__Instructions for the task__.
Reproduce exactly the lines from the one that holds "for the crumpled" through the last line of the entries, both ends included, but not the pictures.

(Extracted records)
□ □ □ □ □ □ □
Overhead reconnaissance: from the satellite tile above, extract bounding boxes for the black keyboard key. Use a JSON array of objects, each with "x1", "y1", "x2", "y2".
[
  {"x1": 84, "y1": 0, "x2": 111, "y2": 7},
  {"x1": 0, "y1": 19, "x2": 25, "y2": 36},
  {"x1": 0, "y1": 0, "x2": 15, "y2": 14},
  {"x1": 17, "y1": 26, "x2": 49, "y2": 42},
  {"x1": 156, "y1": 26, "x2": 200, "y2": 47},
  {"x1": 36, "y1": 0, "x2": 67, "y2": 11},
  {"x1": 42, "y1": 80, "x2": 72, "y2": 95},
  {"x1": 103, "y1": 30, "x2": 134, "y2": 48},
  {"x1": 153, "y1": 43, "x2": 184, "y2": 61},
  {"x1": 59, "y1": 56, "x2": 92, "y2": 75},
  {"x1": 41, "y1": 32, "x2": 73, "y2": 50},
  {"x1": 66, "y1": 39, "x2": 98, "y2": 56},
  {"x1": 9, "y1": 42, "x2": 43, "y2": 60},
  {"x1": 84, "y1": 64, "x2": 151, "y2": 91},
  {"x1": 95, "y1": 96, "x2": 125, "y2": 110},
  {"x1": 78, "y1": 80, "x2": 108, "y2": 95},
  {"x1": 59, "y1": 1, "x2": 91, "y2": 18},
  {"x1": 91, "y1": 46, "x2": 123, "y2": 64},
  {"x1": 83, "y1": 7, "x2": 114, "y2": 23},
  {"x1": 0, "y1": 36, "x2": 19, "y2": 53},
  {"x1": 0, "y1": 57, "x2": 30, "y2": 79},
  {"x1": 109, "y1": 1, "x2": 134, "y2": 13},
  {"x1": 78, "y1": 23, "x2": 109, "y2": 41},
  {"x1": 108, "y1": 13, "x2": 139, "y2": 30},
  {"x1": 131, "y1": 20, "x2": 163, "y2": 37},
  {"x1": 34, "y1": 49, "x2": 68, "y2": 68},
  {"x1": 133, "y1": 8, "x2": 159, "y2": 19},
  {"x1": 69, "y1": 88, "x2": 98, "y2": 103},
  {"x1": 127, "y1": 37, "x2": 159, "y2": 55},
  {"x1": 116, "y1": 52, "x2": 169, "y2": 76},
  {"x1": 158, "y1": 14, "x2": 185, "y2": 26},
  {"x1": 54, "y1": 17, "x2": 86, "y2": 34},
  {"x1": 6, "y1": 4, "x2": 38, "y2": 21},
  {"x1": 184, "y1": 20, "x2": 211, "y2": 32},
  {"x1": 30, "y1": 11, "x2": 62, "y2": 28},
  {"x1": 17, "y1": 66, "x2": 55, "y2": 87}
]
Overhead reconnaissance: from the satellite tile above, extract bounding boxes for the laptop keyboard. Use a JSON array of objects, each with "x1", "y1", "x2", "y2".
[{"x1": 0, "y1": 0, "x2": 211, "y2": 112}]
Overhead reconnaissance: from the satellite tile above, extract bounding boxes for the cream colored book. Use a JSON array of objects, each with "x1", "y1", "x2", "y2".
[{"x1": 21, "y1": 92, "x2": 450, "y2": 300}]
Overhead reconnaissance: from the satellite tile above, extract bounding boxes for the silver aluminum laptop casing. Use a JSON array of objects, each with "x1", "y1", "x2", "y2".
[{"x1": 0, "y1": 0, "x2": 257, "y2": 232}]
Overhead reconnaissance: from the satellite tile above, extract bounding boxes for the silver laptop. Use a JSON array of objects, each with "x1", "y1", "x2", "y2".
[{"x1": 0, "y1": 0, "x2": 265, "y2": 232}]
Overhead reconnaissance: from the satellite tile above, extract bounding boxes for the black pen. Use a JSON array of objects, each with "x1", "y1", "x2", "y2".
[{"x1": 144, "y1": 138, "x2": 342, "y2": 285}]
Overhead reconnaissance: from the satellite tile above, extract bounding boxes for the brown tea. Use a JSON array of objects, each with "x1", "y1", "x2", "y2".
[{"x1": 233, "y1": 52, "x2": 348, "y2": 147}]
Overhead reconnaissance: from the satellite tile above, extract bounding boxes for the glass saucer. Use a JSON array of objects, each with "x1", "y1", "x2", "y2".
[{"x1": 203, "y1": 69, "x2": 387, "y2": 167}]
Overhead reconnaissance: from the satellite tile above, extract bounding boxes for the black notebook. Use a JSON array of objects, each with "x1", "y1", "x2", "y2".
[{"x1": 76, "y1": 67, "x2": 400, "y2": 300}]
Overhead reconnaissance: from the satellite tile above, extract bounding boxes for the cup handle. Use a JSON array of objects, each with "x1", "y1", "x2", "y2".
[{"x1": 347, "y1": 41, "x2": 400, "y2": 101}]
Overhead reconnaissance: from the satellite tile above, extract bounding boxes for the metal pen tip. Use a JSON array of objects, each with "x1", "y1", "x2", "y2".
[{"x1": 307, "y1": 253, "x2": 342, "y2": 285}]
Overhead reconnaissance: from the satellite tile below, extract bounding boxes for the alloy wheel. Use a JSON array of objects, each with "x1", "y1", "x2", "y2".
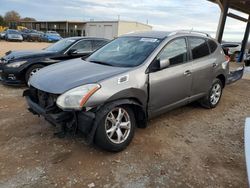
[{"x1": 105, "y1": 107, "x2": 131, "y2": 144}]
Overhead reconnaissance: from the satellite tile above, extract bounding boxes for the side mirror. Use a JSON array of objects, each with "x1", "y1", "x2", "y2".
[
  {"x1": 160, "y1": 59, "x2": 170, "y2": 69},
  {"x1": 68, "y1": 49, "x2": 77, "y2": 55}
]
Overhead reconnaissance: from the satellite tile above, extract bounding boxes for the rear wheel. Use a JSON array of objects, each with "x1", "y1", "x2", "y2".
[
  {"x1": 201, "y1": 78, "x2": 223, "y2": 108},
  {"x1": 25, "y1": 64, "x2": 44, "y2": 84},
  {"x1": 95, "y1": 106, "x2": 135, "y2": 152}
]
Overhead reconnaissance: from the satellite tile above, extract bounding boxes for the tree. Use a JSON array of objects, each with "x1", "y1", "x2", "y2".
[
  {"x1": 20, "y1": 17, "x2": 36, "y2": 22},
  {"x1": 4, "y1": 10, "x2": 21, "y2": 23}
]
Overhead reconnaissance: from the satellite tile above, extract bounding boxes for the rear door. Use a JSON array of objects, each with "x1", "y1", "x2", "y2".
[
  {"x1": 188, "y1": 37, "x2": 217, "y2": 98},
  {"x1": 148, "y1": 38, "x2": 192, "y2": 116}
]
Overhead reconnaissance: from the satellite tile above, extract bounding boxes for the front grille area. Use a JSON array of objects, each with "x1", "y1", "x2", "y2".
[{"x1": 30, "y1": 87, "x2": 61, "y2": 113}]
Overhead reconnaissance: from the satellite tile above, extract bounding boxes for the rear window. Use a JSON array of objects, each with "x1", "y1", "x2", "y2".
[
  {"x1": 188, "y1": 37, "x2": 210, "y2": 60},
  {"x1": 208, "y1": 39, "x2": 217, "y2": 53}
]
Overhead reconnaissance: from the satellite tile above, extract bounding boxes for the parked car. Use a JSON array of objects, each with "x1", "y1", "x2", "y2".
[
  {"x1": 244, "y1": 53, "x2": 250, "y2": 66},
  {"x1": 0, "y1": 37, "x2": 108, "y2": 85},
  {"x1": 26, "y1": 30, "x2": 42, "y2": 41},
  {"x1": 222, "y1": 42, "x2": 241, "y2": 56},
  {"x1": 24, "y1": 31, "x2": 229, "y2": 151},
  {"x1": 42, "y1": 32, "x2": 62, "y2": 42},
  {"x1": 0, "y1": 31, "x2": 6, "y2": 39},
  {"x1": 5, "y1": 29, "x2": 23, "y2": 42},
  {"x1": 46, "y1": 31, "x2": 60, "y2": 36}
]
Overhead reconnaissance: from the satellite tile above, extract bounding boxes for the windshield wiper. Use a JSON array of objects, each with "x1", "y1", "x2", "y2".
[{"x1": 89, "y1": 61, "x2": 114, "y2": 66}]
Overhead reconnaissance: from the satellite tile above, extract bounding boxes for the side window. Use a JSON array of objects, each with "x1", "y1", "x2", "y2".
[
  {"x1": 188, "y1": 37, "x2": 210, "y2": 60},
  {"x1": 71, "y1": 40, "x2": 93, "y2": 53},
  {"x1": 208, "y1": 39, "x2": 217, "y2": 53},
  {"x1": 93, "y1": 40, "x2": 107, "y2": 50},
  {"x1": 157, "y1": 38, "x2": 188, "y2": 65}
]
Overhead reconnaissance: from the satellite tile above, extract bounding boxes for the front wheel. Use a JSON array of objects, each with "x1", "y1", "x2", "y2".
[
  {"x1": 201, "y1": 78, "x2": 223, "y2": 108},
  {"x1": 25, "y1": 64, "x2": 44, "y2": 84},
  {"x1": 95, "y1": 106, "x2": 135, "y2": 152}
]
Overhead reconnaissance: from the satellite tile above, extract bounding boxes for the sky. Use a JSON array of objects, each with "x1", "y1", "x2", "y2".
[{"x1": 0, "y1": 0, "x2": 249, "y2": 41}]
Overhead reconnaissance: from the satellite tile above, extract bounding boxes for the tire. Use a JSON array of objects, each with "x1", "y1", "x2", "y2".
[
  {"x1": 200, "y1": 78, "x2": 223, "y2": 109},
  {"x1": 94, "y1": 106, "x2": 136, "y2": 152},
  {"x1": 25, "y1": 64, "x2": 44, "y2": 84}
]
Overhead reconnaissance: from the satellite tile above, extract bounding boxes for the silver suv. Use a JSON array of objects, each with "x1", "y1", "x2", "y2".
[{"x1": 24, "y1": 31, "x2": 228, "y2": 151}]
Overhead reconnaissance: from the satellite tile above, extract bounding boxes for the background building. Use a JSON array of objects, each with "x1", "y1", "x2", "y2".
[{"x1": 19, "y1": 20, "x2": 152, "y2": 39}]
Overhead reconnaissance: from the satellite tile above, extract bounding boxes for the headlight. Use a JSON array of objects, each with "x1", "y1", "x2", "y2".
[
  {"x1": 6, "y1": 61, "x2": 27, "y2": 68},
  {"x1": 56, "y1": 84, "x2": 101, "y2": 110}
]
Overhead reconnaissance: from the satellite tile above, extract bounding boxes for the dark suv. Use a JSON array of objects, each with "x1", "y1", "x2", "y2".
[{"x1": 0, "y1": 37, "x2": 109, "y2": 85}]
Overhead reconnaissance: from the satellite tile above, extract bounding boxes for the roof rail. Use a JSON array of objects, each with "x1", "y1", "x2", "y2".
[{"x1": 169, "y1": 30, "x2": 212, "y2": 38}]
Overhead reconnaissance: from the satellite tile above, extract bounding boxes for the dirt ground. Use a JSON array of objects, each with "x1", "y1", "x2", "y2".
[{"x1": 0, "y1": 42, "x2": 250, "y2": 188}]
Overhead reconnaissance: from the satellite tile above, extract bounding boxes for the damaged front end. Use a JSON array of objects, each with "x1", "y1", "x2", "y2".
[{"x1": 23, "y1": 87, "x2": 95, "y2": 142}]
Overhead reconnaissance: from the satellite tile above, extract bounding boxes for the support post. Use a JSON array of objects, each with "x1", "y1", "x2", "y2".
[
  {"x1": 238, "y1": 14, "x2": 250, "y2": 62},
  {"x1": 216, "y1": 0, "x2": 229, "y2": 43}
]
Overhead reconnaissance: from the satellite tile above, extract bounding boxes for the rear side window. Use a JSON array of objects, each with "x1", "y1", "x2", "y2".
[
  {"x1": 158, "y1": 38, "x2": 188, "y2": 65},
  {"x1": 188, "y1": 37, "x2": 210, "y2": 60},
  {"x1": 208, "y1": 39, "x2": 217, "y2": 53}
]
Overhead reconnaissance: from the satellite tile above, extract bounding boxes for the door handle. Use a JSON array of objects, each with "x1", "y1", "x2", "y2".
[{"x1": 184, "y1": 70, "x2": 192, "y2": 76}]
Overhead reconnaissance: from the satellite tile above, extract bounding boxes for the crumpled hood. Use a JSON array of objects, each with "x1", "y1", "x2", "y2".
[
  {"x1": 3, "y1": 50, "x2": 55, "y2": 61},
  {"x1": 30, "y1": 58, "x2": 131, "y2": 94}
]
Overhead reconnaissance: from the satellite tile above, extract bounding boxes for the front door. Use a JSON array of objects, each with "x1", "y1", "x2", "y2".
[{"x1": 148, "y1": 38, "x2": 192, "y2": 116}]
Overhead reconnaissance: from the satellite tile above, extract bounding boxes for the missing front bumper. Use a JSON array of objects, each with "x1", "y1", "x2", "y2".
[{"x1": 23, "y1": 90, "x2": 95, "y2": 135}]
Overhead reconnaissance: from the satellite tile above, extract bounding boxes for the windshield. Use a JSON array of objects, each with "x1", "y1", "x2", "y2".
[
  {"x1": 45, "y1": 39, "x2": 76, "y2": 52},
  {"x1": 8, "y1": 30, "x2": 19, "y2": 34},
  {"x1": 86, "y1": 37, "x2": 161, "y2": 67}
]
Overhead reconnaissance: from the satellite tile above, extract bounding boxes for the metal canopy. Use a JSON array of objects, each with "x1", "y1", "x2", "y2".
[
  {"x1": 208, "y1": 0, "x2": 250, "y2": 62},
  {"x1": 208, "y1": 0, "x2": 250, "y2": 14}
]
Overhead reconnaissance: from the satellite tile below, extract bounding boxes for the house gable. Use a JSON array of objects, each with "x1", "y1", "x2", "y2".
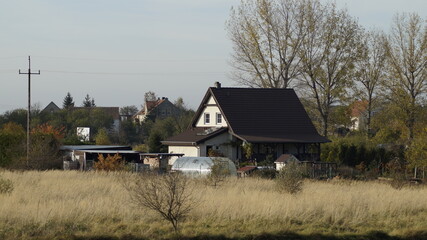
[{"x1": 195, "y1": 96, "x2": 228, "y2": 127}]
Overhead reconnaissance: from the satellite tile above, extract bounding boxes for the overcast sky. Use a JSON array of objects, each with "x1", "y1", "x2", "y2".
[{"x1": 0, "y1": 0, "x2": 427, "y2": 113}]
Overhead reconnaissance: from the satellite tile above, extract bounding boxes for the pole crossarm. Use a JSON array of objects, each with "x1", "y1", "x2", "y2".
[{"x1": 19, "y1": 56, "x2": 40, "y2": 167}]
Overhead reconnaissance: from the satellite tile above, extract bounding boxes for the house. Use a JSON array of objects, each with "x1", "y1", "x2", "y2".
□ □ □ □ □ □ □
__The output__.
Overhead reconnaissance: from the satellite tile above, extract bounding boxes for the crumpled hood. Use a JSON array of objects, each with "x1", "y1", "x2", "y2".
[
  {"x1": 3, "y1": 50, "x2": 55, "y2": 61},
  {"x1": 30, "y1": 58, "x2": 131, "y2": 94}
]
Overhead reconnaissance: from the satellite tile above, extract bounding boxes for the front door. Use a JSON array of objects, each with "x1", "y1", "x2", "y2".
[{"x1": 148, "y1": 38, "x2": 192, "y2": 116}]
Overhead reconnaissance: from the satellite tile above, extract bounding boxes for the missing front bumper. Use a JSON array of objects, each with "x1", "y1", "x2", "y2".
[{"x1": 23, "y1": 90, "x2": 95, "y2": 135}]
Overhead reconnaissance: from the satellite tile above, extract bounding boxes for the windshield. Use a JSON array of objects, each with "x1", "y1", "x2", "y2".
[
  {"x1": 45, "y1": 39, "x2": 76, "y2": 52},
  {"x1": 8, "y1": 30, "x2": 19, "y2": 34},
  {"x1": 86, "y1": 37, "x2": 161, "y2": 67}
]
Overhead reconnaissance: from the satellite tile above, extract bounding boxes for the metal canopy. Use a JSON array of objects, each with "x1", "y1", "x2", "y2".
[
  {"x1": 208, "y1": 0, "x2": 250, "y2": 62},
  {"x1": 208, "y1": 0, "x2": 250, "y2": 14}
]
Overhead reconnaissance: from the satellite tile below, extract bounding boxes for the house gable. Use a JSON array of objects, each with "x1", "y1", "x2", "y2".
[{"x1": 195, "y1": 96, "x2": 228, "y2": 127}]
Overhead reconnaissance: from the satellite tile above, extract bounding boxes for the overcast sky. Use a JSON array of objects, each with "x1", "y1", "x2", "y2".
[{"x1": 0, "y1": 0, "x2": 427, "y2": 113}]
Overhead reconnaissance: from the satellite tile above, extract bounding boxes for the pole crossarm. Use a JSON array of objects, each with "x1", "y1", "x2", "y2".
[{"x1": 19, "y1": 56, "x2": 40, "y2": 167}]
Overhead reconnaissance: from the satellite tile above, extract bounding boxes for the house. Use a JSON array of objects, each with "x1", "y1", "x2", "y2".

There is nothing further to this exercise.